*EXTRAIT DU TEXTE*:
=-=-=-=-=

Patrick Bouchain, architecte, a été directeur de l'atelier public d'architecture et d'urbanisme de la ville de Blois de 1989 à 1993, puis conseiller auprès de la Chambre de Commerce et d'Industrie du Loir-et-Cher de 1994 à 1997.

Romain Paris. Sans faire l'apologie de votre travail à Blois, j'aimerais insister sur un trait qui me semble particulièrement louable dans la démarche. Je reprends ici la distinction qu'opère Vincent Renard, économiste, urbaniste et chercheur au CNRS, entre ce qu'il appelle "les deux cultures de l'urbanisme". Il y a d'un côté l'urbanisme de planification, et ses figures : l'aménageur public, l'architecte, l'urbaniste communal, qui n'envisagent guère l'aspect économique et financier qu'en arrière-plan, pour privilégier plutôt la forme, la composition urbaine, et portent avec eux un discours, des idées, voire une idéologie, sur ce que doit être la ville. Et de l'autre côté, il y l'aménageur privé, le promoteur immobilier, plus enclin au calcul économique, plus intéressé à la déduction du prix du terrain qu'il peut supporter dans son opération à partir des coûts de construction et des frais financiers, qu'à la forme urbaine, à moins qu'elle ne conditionne la commercialisation du produit. Les deux cultures ont tendance à s'exclure mutuellement, quoiqu'on perçoive ça et là des rapprochements encourageants.

=-=-=-=-=

*CONSIGNE 1*: Convertissez en une liste JSON de chaînes le passage de la liste allant de la ligne contenant "roof overhang — where?" jusqu'à la ligne contenant "0,188 -> 136,205", bornes incluses. Chaque ligne doit donner une chaîne, et les lignes vides sont à omettre.

Lignes d'un jeu de données

=-=-=-=-=

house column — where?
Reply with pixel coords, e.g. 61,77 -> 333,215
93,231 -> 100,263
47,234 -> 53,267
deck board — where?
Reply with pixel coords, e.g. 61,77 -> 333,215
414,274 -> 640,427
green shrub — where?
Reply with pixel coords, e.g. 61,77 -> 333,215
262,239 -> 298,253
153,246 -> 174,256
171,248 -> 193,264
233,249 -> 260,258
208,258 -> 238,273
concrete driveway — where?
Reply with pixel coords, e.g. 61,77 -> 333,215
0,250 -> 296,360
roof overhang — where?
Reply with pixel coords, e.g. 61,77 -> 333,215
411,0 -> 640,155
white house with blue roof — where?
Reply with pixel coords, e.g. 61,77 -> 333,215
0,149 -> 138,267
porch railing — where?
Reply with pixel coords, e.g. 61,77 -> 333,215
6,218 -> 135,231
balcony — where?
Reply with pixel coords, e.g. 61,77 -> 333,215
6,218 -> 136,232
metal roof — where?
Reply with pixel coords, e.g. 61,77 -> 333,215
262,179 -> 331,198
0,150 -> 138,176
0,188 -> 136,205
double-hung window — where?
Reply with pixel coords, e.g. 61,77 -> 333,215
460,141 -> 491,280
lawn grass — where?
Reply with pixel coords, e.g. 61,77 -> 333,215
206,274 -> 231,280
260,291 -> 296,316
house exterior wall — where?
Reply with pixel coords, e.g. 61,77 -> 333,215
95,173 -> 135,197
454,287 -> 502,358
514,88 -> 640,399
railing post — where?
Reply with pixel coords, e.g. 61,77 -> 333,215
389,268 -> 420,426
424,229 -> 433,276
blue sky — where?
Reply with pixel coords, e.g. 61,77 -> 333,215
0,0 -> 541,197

=-=-=-=-=

*CONSIGNE 2*: Transcrivez à l'identique le passage de l'extrait sur les deux cultures de l'urbanisme qui va de "Patrick Bouchain, architecte, a" jusqu'à "1994 à 1997.".

*RÉPONSE 1*:
[
  "roof overhang — where?",
  "Reply with pixel coords, e.g. 61,77 -> 333,215",
  "411,0 -> 640,155",
  "white house with blue roof — where?",
  "Reply with pixel coords, e.g. 61,77 -> 333,215",
  "0,149 -> 138,267",
  "porch railing — where?",
  "Reply with pixel coords, e.g. 61,77 -> 333,215",
  "6,218 -> 135,231",
  "balcony — where?",
  "Reply with pixel coords, e.g. 61,77 -> 333,215",
  "6,218 -> 136,232",
  "metal roof — where?",
  "Reply with pixel coords, e.g. 61,77 -> 333,215",
  "262,179 -> 331,198",
  "0,150 -> 138,176",
  "0,188 -> 136,205"
]

*RÉPONSE 2*:
Patrick Bouchain, architecte, a été directeur de l'atelier public d'architecture et d'urbanisme de la ville de Blois de 1989 à 1993, puis conseiller auprès de la Chambre de Commerce et d'Industrie du Loir-et-Cher de 1994 à 1997.